→ Work to be completed: Starting at the line containing "Emit bounding boxes for: curly blonde hair" and ending with the line containing "[452,197,494,344]", reproduce every line, requests included, with each bounding box coordinate scaled by 0.4 and rounded to the nearest whole number, halves rounding up.

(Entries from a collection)
§

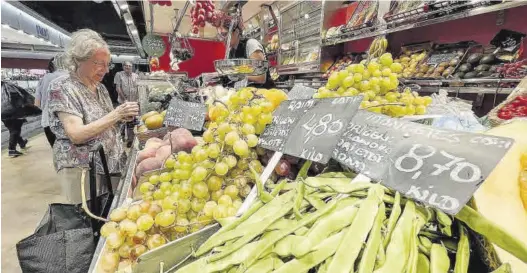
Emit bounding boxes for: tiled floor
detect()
[1,134,64,273]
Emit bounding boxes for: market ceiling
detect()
[21,1,145,54]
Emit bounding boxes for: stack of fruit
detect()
[498,94,527,120]
[190,0,219,34]
[313,50,432,117]
[99,88,287,272]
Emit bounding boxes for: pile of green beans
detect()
[176,175,527,273]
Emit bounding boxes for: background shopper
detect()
[35,54,68,147]
[49,29,139,203]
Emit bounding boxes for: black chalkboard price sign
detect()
[259,96,362,163]
[163,98,207,131]
[333,110,513,215]
[287,84,317,100]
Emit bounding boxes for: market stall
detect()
[81,1,527,273]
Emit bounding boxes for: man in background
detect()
[35,53,68,148]
[114,61,139,147]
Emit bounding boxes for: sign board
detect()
[333,111,513,214]
[163,98,207,131]
[259,96,362,163]
[287,84,317,100]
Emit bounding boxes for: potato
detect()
[156,145,172,162]
[135,157,163,177]
[137,147,157,164]
[145,137,163,149]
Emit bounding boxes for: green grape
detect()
[227,206,238,217]
[190,198,206,213]
[415,105,426,115]
[177,151,192,163]
[250,105,263,117]
[232,139,249,157]
[119,219,137,236]
[179,182,192,199]
[353,73,362,83]
[258,113,273,125]
[148,174,159,185]
[216,122,231,136]
[106,232,124,249]
[152,190,165,200]
[223,185,239,199]
[139,182,155,193]
[242,124,255,135]
[207,143,220,158]
[190,166,208,183]
[212,205,227,221]
[214,160,229,176]
[326,72,340,89]
[362,70,371,80]
[218,194,233,206]
[207,175,223,191]
[353,64,366,73]
[368,61,380,73]
[177,198,190,214]
[379,53,393,66]
[201,159,216,169]
[174,217,189,233]
[223,154,238,168]
[101,221,119,238]
[247,135,258,148]
[192,182,209,198]
[136,214,154,231]
[405,104,415,116]
[203,129,214,143]
[203,201,218,217]
[225,131,240,146]
[161,195,179,210]
[337,74,354,87]
[159,182,172,191]
[159,172,172,182]
[249,159,263,173]
[210,189,223,202]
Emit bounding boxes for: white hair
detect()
[66,29,108,72]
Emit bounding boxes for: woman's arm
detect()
[57,102,139,144]
[247,50,266,84]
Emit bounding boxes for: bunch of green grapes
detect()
[100,88,275,272]
[313,53,432,117]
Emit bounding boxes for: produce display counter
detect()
[89,139,139,273]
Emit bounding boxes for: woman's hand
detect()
[113,101,139,120]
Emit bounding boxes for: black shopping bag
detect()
[16,145,113,273]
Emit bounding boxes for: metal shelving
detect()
[323,1,527,46]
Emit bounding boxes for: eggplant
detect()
[459,63,472,73]
[467,53,483,64]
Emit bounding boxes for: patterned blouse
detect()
[49,74,126,174]
[113,71,139,101]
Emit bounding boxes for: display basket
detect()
[214,59,269,76]
[134,126,176,147]
[487,78,527,127]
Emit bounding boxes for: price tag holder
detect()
[287,84,317,100]
[334,111,514,215]
[259,96,362,164]
[163,98,207,131]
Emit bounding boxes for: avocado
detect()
[479,54,496,64]
[454,72,465,79]
[459,63,472,72]
[478,71,492,78]
[474,64,490,71]
[467,53,483,64]
[463,71,478,79]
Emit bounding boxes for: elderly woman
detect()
[48,29,139,203]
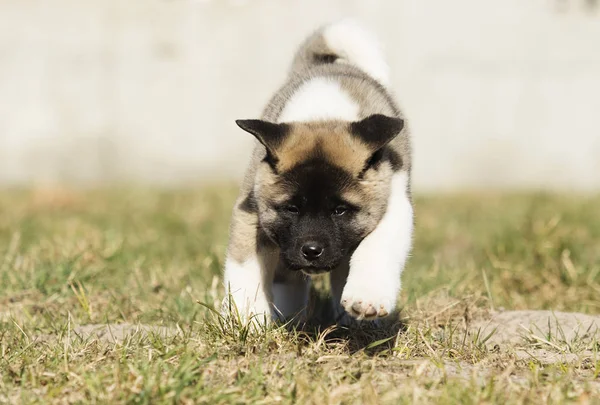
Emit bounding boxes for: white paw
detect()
[340,283,399,320]
[342,297,393,321]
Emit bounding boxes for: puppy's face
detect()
[237,115,403,274]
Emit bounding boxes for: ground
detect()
[0,187,600,404]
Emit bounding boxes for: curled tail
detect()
[292,20,390,86]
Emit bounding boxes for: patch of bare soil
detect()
[472,311,600,364]
[73,323,181,343]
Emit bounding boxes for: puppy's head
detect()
[236,115,404,274]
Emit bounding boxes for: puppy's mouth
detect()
[284,260,338,276]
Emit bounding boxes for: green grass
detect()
[0,187,600,404]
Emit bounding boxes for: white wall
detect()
[0,0,600,190]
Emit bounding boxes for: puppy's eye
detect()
[285,205,300,215]
[333,205,348,217]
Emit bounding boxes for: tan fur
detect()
[276,121,372,175]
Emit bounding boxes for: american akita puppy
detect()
[224,21,413,320]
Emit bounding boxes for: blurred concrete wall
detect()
[0,0,600,190]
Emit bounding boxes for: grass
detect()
[0,187,600,404]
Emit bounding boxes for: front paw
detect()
[341,296,393,320]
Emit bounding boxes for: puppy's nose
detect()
[301,242,324,260]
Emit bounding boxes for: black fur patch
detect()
[313,53,339,65]
[239,190,258,214]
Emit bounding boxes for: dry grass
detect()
[0,187,600,404]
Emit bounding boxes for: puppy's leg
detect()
[329,262,354,326]
[222,204,278,323]
[341,172,413,320]
[273,266,310,322]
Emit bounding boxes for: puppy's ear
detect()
[235,120,288,155]
[350,114,404,153]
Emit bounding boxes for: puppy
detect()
[224,21,413,326]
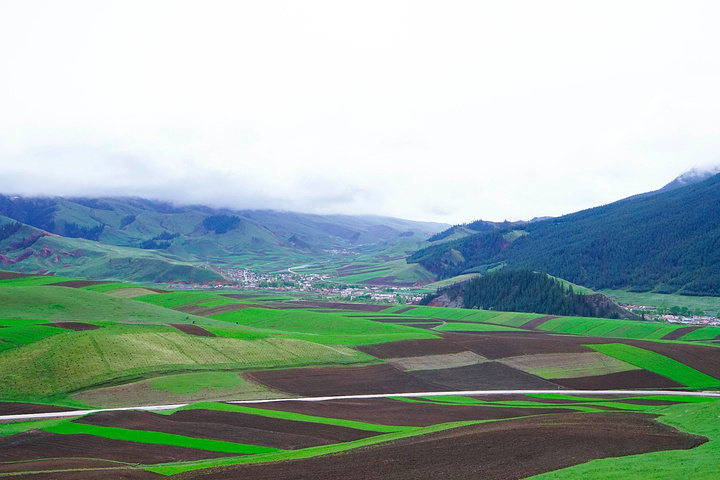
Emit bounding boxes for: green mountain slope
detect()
[0,195,447,284]
[408,171,720,295]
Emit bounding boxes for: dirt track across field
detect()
[553,370,683,390]
[247,365,447,396]
[245,397,569,427]
[178,413,707,480]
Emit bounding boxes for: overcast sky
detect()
[0,0,720,223]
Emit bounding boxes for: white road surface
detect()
[0,390,720,422]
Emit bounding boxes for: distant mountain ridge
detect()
[0,195,447,281]
[408,169,720,295]
[656,165,720,193]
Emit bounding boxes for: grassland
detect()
[0,286,207,323]
[72,371,288,408]
[588,343,720,388]
[174,403,409,433]
[0,325,373,400]
[538,317,682,340]
[44,422,281,455]
[209,308,435,345]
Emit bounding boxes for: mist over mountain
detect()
[0,195,448,283]
[657,165,720,192]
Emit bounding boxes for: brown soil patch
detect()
[520,315,558,329]
[0,430,228,464]
[45,322,102,332]
[450,332,603,359]
[408,362,558,391]
[250,397,568,427]
[170,323,217,337]
[553,370,684,390]
[248,365,444,397]
[0,402,76,415]
[220,293,262,300]
[387,352,488,371]
[47,280,116,288]
[355,338,468,358]
[178,413,707,480]
[661,326,703,340]
[75,410,377,450]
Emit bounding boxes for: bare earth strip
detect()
[500,352,639,379]
[520,315,558,329]
[387,352,488,372]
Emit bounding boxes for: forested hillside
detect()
[422,270,634,318]
[408,171,720,295]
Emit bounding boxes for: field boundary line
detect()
[0,389,720,421]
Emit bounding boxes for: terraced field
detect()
[0,276,720,480]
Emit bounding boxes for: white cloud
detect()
[0,1,720,222]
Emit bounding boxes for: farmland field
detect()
[0,268,720,480]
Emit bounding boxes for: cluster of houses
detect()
[205,268,422,303]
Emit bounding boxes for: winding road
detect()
[0,390,720,422]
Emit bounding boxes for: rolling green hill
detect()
[0,195,447,284]
[408,171,720,295]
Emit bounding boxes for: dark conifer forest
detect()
[421,270,628,318]
[408,171,720,295]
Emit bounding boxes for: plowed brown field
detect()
[75,410,377,449]
[178,413,705,480]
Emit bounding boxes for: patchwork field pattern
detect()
[0,276,720,480]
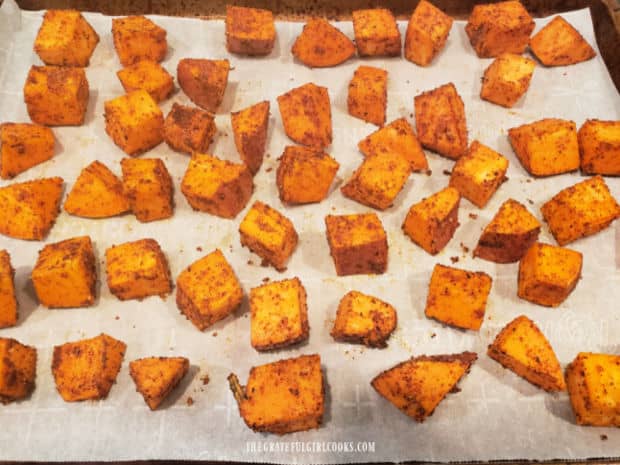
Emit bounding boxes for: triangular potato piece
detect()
[371,352,478,422]
[129,357,189,410]
[64,161,129,218]
[487,315,566,391]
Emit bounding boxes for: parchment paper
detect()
[0,0,620,463]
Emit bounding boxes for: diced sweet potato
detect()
[24,66,89,126]
[402,187,461,255]
[325,213,388,276]
[291,18,355,68]
[0,123,55,179]
[0,178,63,241]
[177,249,243,331]
[487,315,566,392]
[405,0,452,66]
[414,83,467,160]
[181,153,254,218]
[424,264,493,331]
[129,357,189,410]
[474,199,540,263]
[32,236,97,308]
[530,16,596,66]
[121,158,174,223]
[177,58,230,113]
[250,278,310,350]
[52,334,127,402]
[276,145,340,204]
[278,83,332,149]
[228,354,325,434]
[465,0,535,58]
[230,100,269,174]
[370,352,478,422]
[105,239,172,300]
[540,176,620,245]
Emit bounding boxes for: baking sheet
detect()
[0,0,620,463]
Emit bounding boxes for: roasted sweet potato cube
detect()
[226,5,276,56]
[540,176,620,245]
[52,333,127,402]
[121,158,174,223]
[177,249,243,331]
[325,213,388,276]
[291,18,355,68]
[24,66,89,126]
[414,83,467,160]
[129,357,189,410]
[250,278,310,350]
[0,123,55,179]
[32,236,97,308]
[465,0,535,58]
[450,140,508,208]
[487,315,566,392]
[276,145,340,204]
[480,53,536,108]
[402,187,461,255]
[351,8,401,57]
[177,58,230,113]
[230,100,269,174]
[105,239,172,300]
[181,153,254,218]
[530,16,596,66]
[0,178,63,241]
[239,201,298,271]
[405,0,452,66]
[330,291,396,347]
[112,16,168,66]
[228,354,325,434]
[474,199,540,263]
[424,264,493,331]
[34,10,99,67]
[577,119,620,176]
[566,352,620,426]
[0,337,37,404]
[371,352,478,422]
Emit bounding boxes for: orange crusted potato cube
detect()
[32,236,97,308]
[278,83,332,149]
[540,176,620,245]
[424,264,493,331]
[402,187,461,255]
[52,333,127,402]
[487,315,566,392]
[181,153,254,218]
[228,354,325,434]
[24,66,89,126]
[105,239,172,300]
[450,140,508,208]
[474,199,540,263]
[291,18,355,68]
[325,213,388,276]
[177,249,243,331]
[405,0,452,66]
[0,178,63,241]
[330,291,397,347]
[129,357,189,410]
[465,0,535,58]
[112,16,168,66]
[370,352,478,422]
[414,83,467,160]
[250,278,310,350]
[0,123,55,179]
[351,8,400,57]
[276,145,340,205]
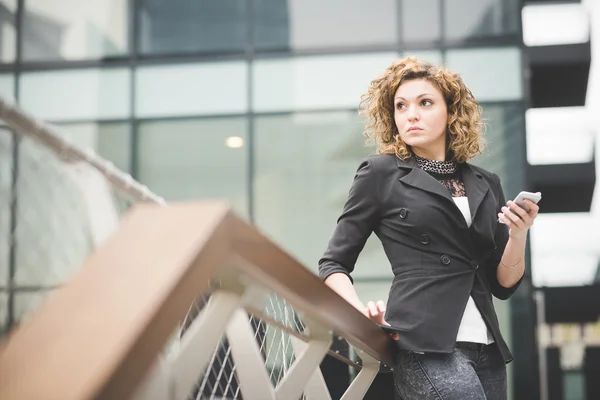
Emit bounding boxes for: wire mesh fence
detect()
[0,129,137,332]
[0,104,352,399]
[181,293,312,400]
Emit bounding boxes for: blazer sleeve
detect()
[486,174,525,300]
[319,159,379,281]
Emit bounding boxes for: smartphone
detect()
[377,324,405,333]
[513,191,542,212]
[498,191,542,224]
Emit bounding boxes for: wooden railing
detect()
[0,202,394,400]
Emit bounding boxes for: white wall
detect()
[523,0,600,286]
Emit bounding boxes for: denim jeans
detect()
[394,342,508,400]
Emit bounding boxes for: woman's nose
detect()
[406,106,419,121]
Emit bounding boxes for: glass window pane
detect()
[21,0,129,61]
[0,129,13,288]
[137,117,248,215]
[522,3,590,47]
[444,0,522,40]
[254,0,398,50]
[135,61,248,118]
[58,122,131,172]
[0,0,18,63]
[253,52,397,111]
[446,47,523,101]
[0,292,8,340]
[137,0,247,54]
[402,0,441,43]
[473,104,526,200]
[254,111,391,277]
[21,68,131,121]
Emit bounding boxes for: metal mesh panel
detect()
[0,129,131,331]
[181,294,312,400]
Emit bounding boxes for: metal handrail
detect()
[0,98,166,205]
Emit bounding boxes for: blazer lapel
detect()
[397,157,454,203]
[462,163,490,221]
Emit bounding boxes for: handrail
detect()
[0,202,393,400]
[0,98,166,205]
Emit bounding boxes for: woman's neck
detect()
[412,148,446,161]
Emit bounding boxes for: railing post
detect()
[341,348,381,400]
[275,318,332,400]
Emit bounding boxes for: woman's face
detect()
[394,79,448,160]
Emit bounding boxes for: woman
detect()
[319,57,539,400]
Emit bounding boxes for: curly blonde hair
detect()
[359,57,484,162]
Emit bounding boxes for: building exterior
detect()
[0,0,538,399]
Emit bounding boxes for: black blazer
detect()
[319,154,520,362]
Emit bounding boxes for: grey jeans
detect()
[394,342,508,400]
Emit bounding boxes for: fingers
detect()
[523,199,540,219]
[498,199,539,230]
[376,300,385,314]
[367,300,385,324]
[367,301,379,319]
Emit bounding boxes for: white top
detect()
[452,197,494,344]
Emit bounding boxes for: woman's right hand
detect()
[365,300,399,340]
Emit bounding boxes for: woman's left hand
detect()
[498,199,540,238]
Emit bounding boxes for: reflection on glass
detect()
[444,0,521,40]
[473,104,525,200]
[254,111,391,277]
[252,52,397,111]
[137,117,248,215]
[0,129,13,288]
[136,0,246,54]
[0,73,15,102]
[254,0,398,51]
[20,68,131,121]
[446,47,523,102]
[401,0,441,43]
[21,0,129,61]
[135,61,248,118]
[0,293,8,332]
[0,0,18,63]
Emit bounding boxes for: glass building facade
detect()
[0,0,536,399]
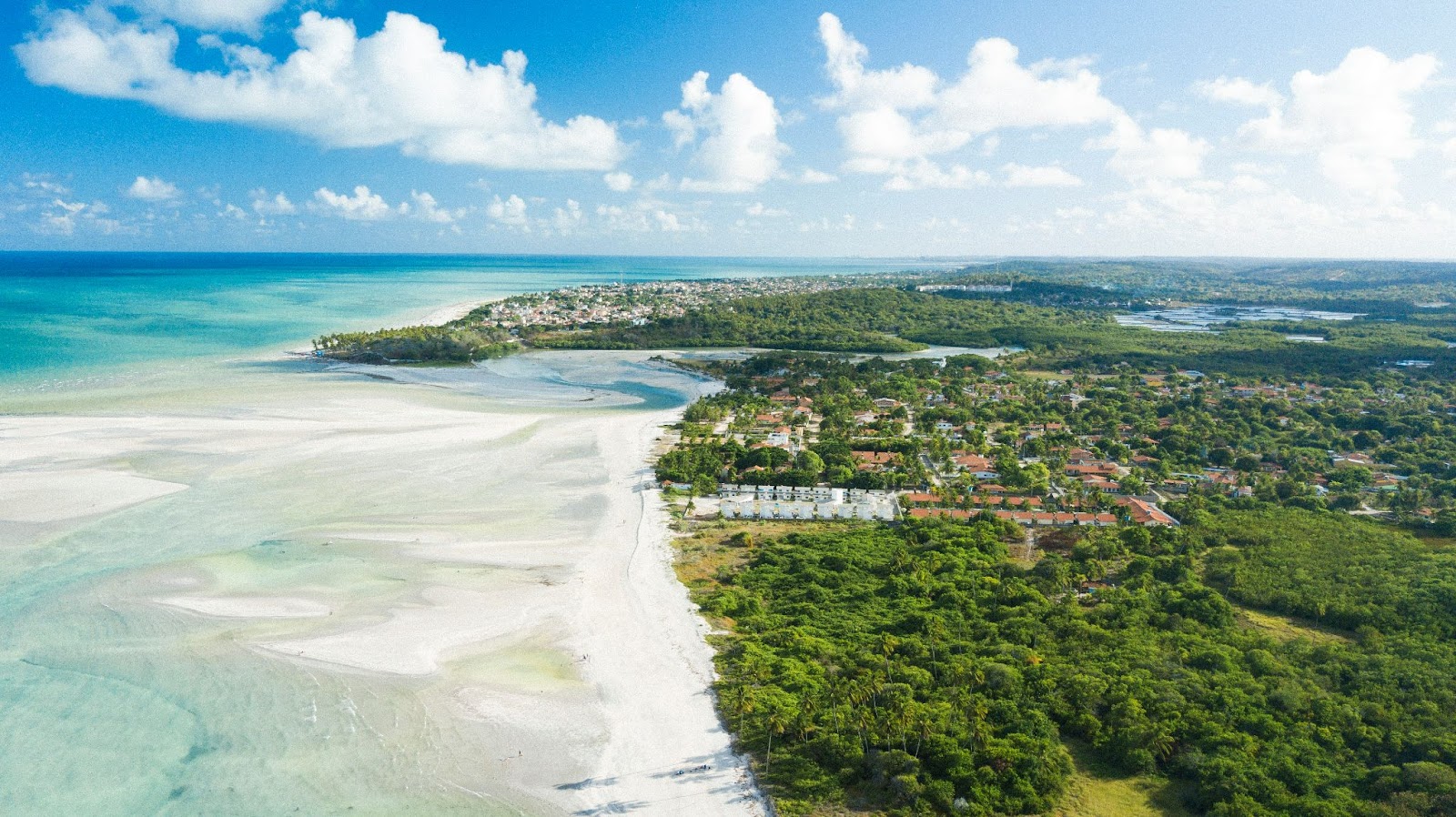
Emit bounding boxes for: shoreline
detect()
[0,338,767,817]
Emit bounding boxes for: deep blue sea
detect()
[0,252,943,388]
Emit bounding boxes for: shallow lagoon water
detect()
[0,353,692,814]
[0,251,894,815]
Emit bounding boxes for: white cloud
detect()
[652,210,686,233]
[252,187,298,216]
[597,198,706,233]
[402,191,468,225]
[126,177,182,201]
[1002,162,1082,187]
[551,198,582,233]
[1092,115,1208,180]
[20,173,71,195]
[820,13,1123,189]
[35,197,122,236]
[313,185,406,221]
[1217,48,1439,202]
[885,158,992,191]
[744,201,789,218]
[662,71,788,192]
[124,0,284,34]
[15,7,624,170]
[485,194,530,228]
[1194,77,1284,107]
[820,13,1207,189]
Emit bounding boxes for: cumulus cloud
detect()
[602,170,633,192]
[1092,115,1208,182]
[1194,77,1284,107]
[662,71,788,192]
[15,9,624,170]
[1002,162,1082,187]
[485,194,530,228]
[123,0,284,34]
[402,191,468,225]
[252,187,298,216]
[885,158,992,191]
[311,185,396,221]
[820,13,1206,189]
[597,198,704,233]
[34,197,122,236]
[551,198,582,233]
[1220,48,1439,202]
[126,177,182,202]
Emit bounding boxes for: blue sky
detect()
[0,0,1456,257]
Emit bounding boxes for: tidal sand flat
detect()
[0,354,762,814]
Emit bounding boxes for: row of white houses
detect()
[718,494,898,521]
[718,483,895,502]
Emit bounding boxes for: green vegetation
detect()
[568,288,1456,378]
[313,322,517,363]
[699,509,1456,817]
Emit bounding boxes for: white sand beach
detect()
[0,354,764,815]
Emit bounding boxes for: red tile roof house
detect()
[1117,497,1178,527]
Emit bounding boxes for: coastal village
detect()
[658,357,1449,536]
[469,274,915,332]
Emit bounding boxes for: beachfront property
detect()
[718,485,900,521]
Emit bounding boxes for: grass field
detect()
[1046,741,1194,817]
[1230,601,1351,644]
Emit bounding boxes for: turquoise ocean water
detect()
[0,252,920,385]
[0,254,922,815]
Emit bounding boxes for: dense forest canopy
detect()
[701,509,1456,817]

§

→ Solution:
Emit bounding boxes for: curly blonde hair
detect()
[144,23,194,65]
Emit bounding boxes for: building exterior
detect()
[0,0,215,160]
Emit bounding boxes for: black blazer
detect()
[128,62,208,145]
Emit bounding boxes for: grey jeans
detect()
[158,137,203,160]
Emit bounding boxes for: fingers
detect()
[209,80,216,88]
[199,80,216,92]
[150,120,154,126]
[147,120,154,130]
[147,120,152,128]
Emit bounding boxes for: white top
detect()
[181,79,198,138]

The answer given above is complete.